TEXT:
SHT: day 3, Grand Avenue Chalet to near Chester Creek, 17 miles

Of course, we talk most of the morning after I take thirds on French Toast and sausage. Hiker Hunger strikes early on this hike. 

A late start means it’s already hot and I’m already damp. It’s a stiff climb up rushing Kingsbury Creek. Right here next to the ski slopes are cascades tumbling over dark brown rock. The veery disappear but white throated sparrow fill the space with their descending pentatonic scale, TWEEE-twee-tweed’dee, d’dee, d’dee. 

I’ve stuffed in so much food, I already need to go to the bathroom and find a nice off-trail spot where I somehow stir up a nest of ants, angrily crawling on my gear and my pants already at my ankles. I’m quick, though, and flick them off before any find bare skin. 

Clouds move in and the sun disappears. I wouldn’t mind some shade, but the sky is a tease, turning robin’s egg blue as I break out of the trees. 

I learn a new word: depauperate. It means an ecosystem lacking in numbers and variety. Ash, birch, aspen on repeat with a few balsam fir, black spruce, eastern hemlock and white pine. Will I lose my mind on this hike? Another white throated sings loudly, this time his melody ascending. 

And I ascend too, up and around this creek, followed by creeklets and another biggie, Keene Creek. Duluth has thirty-seven named creeks, and, in this heat, I stop at nearly every one.  

The trail parallels Interstate 35, trucks like dorsal fins suddenly appearing above the trees. It’s a big drop to the lake and many use engine breaks that rattle like jackhammers. Cheery orange and yellow hawkweed reach to the sun as I melt in an open area.

GIVEN DATA:

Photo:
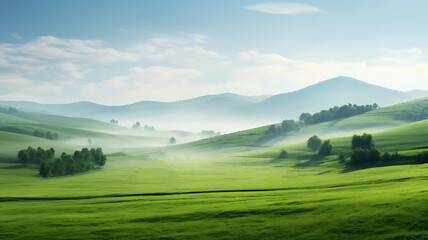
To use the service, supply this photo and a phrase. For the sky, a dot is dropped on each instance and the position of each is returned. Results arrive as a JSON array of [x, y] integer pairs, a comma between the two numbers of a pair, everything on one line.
[[121, 52]]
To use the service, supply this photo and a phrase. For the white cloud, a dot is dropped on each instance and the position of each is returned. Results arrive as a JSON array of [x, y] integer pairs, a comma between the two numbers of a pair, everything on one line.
[[409, 55], [15, 35], [13, 86], [174, 50], [282, 8], [168, 69], [273, 73], [157, 83]]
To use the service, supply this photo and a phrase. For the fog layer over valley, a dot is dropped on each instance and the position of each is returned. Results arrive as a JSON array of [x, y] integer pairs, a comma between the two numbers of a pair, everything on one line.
[[230, 112]]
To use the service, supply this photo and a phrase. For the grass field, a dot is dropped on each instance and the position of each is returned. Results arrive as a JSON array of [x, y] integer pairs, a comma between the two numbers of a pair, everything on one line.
[[248, 195]]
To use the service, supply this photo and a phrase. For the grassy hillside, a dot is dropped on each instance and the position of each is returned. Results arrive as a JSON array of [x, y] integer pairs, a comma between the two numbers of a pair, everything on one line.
[[250, 195], [84, 123], [370, 122]]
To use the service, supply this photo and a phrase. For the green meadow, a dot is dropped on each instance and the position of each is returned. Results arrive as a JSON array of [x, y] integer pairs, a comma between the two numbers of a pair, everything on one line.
[[232, 186]]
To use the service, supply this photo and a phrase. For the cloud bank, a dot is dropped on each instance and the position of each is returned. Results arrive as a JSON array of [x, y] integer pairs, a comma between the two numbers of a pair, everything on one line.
[[282, 8], [53, 70]]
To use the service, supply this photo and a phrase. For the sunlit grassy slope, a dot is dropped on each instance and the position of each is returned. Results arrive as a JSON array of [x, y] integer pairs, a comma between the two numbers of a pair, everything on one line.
[[73, 122], [370, 122], [250, 195]]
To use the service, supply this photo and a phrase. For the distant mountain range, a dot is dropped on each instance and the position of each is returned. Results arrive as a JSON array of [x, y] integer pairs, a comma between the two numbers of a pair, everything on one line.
[[233, 111]]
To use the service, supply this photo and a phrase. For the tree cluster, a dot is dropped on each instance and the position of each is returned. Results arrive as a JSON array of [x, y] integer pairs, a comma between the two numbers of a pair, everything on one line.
[[47, 135], [8, 110], [137, 125], [362, 155], [80, 161], [210, 133], [336, 113], [286, 126], [364, 141], [316, 144], [147, 128], [31, 155]]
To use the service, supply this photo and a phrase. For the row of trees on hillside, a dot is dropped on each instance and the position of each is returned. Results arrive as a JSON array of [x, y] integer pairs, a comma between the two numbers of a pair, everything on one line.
[[47, 135], [316, 144], [137, 126], [322, 116], [8, 110], [286, 126], [365, 152], [80, 161], [336, 113]]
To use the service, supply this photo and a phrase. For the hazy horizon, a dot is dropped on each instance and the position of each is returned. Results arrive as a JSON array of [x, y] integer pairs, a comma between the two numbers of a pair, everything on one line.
[[121, 53]]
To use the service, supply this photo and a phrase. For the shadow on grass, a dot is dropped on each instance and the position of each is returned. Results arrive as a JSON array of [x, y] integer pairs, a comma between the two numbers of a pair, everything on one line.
[[351, 168], [311, 161], [19, 166]]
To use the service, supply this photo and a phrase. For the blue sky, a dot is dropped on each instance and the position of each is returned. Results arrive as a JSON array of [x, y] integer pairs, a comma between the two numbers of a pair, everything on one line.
[[118, 52]]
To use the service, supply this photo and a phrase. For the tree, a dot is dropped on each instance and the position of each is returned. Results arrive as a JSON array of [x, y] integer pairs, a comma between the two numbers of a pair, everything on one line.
[[23, 156], [314, 143], [271, 130], [364, 141], [342, 157], [325, 149], [49, 135], [137, 125], [386, 157], [288, 125], [58, 168], [283, 154], [45, 168]]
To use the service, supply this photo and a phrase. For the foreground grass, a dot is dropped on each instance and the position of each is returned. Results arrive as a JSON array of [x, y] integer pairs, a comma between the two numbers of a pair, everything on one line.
[[393, 209], [250, 195]]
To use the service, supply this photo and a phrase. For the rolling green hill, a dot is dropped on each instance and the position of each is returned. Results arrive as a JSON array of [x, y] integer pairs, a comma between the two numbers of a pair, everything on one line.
[[225, 189], [248, 195], [370, 122]]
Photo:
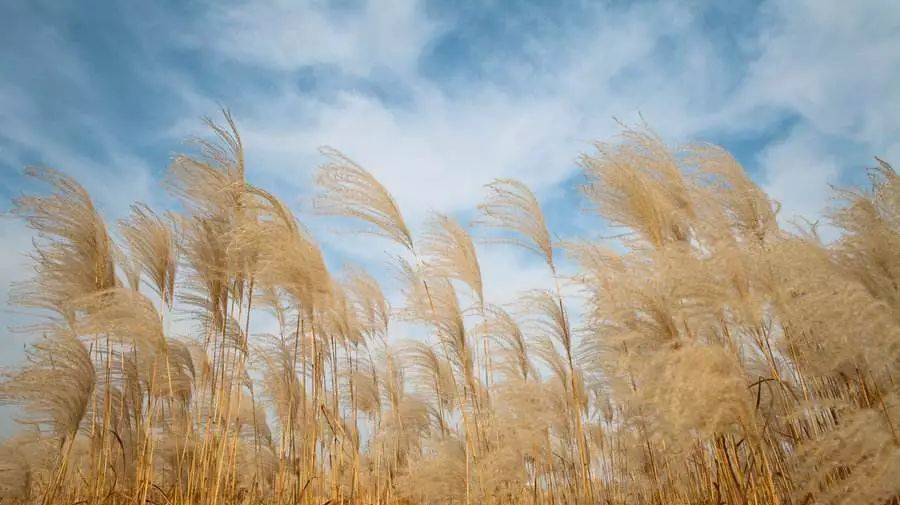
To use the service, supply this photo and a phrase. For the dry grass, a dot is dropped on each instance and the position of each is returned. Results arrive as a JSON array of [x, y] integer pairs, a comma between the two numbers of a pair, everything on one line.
[[721, 360]]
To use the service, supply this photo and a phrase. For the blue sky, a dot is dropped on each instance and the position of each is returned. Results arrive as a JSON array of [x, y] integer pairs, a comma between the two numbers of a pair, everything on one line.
[[438, 98]]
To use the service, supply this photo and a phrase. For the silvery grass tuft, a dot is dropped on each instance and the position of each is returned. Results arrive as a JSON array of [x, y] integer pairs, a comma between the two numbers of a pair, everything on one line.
[[720, 358]]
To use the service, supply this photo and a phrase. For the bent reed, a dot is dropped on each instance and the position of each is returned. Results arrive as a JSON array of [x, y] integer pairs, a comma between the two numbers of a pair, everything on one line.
[[720, 358]]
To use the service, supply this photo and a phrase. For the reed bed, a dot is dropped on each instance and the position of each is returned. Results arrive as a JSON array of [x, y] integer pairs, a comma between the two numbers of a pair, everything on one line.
[[720, 358]]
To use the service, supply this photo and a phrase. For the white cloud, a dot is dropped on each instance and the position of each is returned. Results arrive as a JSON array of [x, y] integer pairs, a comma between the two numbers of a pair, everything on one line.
[[286, 35], [798, 173]]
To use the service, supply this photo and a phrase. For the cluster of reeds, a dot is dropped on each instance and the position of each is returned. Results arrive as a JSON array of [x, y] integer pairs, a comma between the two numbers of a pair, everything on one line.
[[721, 359]]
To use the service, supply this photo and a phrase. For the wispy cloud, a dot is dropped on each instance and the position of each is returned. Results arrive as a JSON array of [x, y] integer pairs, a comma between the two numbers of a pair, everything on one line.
[[438, 101]]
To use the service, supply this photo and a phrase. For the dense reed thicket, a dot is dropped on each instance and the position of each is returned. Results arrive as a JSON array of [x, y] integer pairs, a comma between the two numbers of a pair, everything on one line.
[[721, 360]]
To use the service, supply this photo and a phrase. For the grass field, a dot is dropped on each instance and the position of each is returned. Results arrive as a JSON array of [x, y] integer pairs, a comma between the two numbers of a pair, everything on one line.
[[720, 359]]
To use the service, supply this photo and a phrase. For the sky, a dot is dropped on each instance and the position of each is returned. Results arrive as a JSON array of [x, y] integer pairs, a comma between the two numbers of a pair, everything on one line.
[[438, 98]]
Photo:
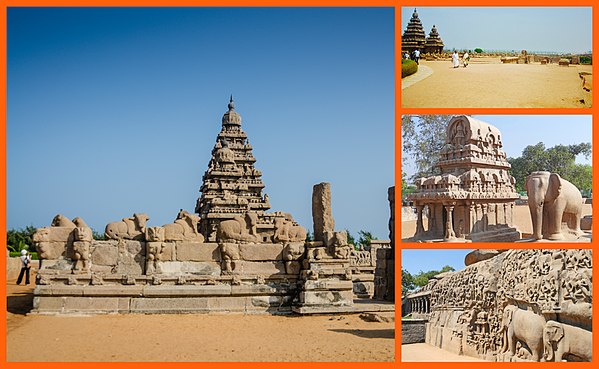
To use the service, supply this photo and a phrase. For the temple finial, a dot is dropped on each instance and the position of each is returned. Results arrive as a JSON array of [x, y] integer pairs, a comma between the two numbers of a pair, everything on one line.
[[231, 103]]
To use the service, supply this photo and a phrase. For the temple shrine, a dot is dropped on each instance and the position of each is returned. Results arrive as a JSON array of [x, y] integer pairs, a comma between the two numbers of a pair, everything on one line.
[[473, 197]]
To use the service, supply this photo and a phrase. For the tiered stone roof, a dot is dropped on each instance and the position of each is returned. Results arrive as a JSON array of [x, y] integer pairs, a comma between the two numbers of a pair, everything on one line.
[[434, 44], [231, 186], [413, 37]]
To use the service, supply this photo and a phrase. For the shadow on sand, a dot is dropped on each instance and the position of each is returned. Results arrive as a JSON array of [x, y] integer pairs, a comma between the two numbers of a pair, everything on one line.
[[20, 303], [369, 333]]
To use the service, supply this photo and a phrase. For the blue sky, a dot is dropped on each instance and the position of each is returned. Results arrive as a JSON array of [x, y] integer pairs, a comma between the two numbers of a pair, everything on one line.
[[557, 29], [519, 131], [417, 260], [112, 111]]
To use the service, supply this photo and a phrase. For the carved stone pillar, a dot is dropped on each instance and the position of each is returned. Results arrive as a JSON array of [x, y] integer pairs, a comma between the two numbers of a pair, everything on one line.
[[419, 224], [485, 217], [449, 233], [472, 218]]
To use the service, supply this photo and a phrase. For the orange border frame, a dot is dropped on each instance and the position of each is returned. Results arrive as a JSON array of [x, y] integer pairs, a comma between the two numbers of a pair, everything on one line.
[[481, 111], [398, 4]]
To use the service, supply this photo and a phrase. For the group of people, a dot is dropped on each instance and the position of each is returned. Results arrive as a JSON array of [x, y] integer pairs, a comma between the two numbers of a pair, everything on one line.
[[415, 56], [455, 59]]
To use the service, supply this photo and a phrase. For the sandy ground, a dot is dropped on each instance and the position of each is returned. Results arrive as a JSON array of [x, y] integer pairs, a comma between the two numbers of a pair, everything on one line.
[[426, 353], [192, 337], [490, 84], [521, 220]]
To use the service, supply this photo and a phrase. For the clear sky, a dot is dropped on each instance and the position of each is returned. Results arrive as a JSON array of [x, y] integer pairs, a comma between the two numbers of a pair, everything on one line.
[[556, 29], [417, 260], [116, 110], [519, 131]]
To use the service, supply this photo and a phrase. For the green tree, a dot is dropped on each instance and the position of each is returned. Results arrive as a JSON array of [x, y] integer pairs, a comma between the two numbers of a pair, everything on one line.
[[559, 159], [19, 239], [350, 238], [422, 138]]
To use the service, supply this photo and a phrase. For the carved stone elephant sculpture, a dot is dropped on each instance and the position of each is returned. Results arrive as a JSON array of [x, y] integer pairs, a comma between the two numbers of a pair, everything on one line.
[[524, 326], [561, 339], [241, 228], [552, 199], [133, 228]]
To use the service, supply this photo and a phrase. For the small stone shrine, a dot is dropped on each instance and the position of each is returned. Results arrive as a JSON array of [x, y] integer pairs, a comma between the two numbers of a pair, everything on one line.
[[434, 44], [413, 37], [231, 257], [516, 306], [473, 197]]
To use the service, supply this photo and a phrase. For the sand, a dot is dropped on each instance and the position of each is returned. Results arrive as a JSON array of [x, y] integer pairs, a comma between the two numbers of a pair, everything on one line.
[[424, 352], [190, 337], [490, 84], [521, 219]]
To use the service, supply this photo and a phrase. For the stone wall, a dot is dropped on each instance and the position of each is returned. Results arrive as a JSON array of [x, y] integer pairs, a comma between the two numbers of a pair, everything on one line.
[[412, 331], [503, 308]]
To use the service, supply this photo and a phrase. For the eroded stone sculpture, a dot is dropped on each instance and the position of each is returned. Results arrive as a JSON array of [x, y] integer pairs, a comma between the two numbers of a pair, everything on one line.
[[551, 200], [133, 228], [520, 305]]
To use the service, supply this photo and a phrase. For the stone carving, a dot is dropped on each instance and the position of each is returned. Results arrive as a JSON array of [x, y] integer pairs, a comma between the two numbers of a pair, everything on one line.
[[239, 229], [524, 326], [552, 199], [498, 309], [292, 252], [155, 234], [229, 254], [81, 246], [184, 228], [321, 210], [62, 221], [286, 230], [133, 228], [563, 339], [57, 241], [474, 195]]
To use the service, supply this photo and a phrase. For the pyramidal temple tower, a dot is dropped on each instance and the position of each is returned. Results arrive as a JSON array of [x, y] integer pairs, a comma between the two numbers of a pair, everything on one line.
[[413, 37], [231, 186]]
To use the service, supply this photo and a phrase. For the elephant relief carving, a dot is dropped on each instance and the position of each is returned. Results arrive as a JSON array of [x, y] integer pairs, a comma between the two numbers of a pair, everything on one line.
[[563, 339], [133, 228], [551, 200], [184, 228], [242, 228], [286, 230], [522, 326]]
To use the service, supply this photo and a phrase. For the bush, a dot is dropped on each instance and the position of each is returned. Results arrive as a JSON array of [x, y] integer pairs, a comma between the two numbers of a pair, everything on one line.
[[408, 67]]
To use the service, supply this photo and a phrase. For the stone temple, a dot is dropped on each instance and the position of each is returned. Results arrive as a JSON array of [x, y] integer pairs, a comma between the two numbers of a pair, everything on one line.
[[233, 256], [473, 196], [414, 37]]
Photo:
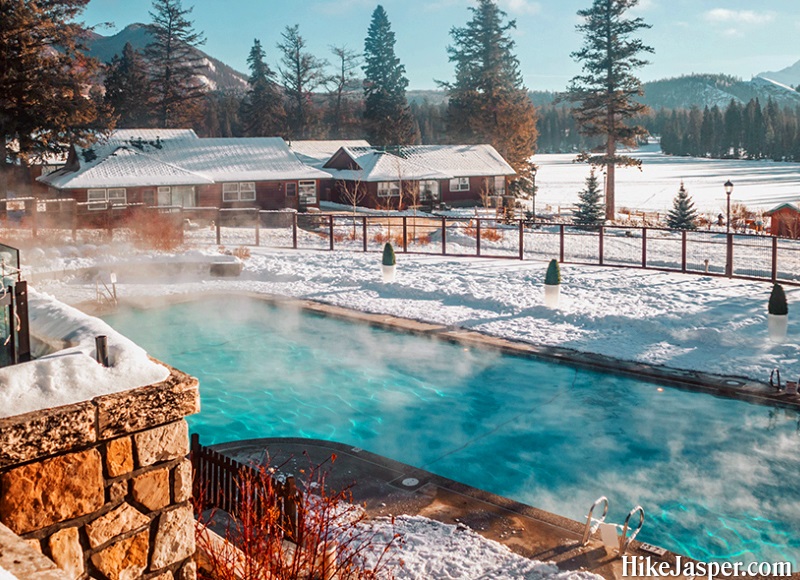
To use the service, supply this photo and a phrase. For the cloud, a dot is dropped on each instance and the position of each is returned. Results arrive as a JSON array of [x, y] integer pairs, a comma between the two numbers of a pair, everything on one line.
[[724, 15], [521, 6]]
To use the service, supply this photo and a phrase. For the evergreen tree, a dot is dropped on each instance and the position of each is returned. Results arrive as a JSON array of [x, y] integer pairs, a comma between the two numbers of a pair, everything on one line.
[[683, 214], [590, 210], [341, 117], [387, 115], [43, 75], [175, 65], [488, 102], [128, 90], [605, 92], [301, 74], [262, 108]]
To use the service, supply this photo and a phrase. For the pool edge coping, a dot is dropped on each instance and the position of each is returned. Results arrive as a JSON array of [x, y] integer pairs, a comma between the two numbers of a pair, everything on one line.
[[733, 387]]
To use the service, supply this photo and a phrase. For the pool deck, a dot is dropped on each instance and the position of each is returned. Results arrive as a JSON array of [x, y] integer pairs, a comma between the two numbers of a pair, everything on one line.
[[720, 385], [377, 482]]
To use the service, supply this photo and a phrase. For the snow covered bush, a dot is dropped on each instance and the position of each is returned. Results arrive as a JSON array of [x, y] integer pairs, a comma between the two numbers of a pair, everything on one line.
[[553, 276], [777, 301], [388, 255]]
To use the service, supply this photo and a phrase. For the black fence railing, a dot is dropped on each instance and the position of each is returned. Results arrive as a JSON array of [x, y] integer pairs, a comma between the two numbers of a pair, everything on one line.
[[223, 483], [716, 253], [15, 344]]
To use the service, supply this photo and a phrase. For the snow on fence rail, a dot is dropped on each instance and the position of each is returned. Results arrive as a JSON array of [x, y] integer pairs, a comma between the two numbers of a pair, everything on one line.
[[750, 256]]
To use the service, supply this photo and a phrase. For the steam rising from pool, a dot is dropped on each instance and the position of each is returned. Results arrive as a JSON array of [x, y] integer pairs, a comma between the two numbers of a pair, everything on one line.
[[715, 476]]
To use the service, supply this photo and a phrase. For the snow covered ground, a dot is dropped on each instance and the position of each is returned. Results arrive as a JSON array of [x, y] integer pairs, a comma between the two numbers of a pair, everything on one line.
[[757, 184], [682, 321]]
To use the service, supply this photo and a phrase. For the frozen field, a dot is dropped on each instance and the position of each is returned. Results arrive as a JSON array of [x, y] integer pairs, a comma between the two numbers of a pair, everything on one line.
[[757, 184]]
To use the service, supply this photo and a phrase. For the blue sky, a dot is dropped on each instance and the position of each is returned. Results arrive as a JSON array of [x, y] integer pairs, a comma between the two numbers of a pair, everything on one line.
[[737, 37]]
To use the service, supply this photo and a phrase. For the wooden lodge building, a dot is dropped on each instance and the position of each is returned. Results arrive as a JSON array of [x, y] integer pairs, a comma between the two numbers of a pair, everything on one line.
[[176, 168]]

OBJECTIVE 1:
Based on the journal entry, say yes or no to each statement and quote the exact words that settle it: (a) Duluth has thirty-seven named creeks. (b) The writer eats two helpings of French Toast and sausage at breakfast. (c) The trail runs alongside Interstate 35.
OBJECTIVE 2:
Write out the stretch of the journal entry from "Of course, we" through "find bare skin." again, changing "ski slopes" to "ski runs".
OBJECTIVE 3:
According to the journal entry, why does the writer stop at nearly every creek in Duluth?
The rows aren't needed for anything here.

FULL OUTPUT 1:
(a) Yes: "Duluth has thirty-seven named creeks"
(b) No: "I take thirds on French Toast and sausage"
(c) Yes: "The trail parallels Interstate 35"

FULL OUTPUT 2:
Of course, we talk most of the morning after I take thirds on French Toast and sausage. Hiker Hunger strikes early on this hike. 

A late start means it’s already hot and I’m already damp. It’s a stiff climb up rushing Kingsbury Creek. Right here next to the ski runs are cascades tumbling over dark brown rock. The veery disappear but white throated sparrow fill the space with their descending pentatonic scale, TWEEE-twee-tweed’dee, d’dee, d’dee. 

I’ve stuffed in so much food, I already need to go to the bathroom and find a nice off-trail spot where I somehow stir up a nest of ants, angrily crawling on my gear and my pants already at my ankles. I’m quick, though, and flick them off before any find bare skin.

FULL OUTPUT 3:
The writer stops because of the heat. The entry says that Duluth has thirty-seven named creeks and that "in this heat" the writer stops at nearly every one.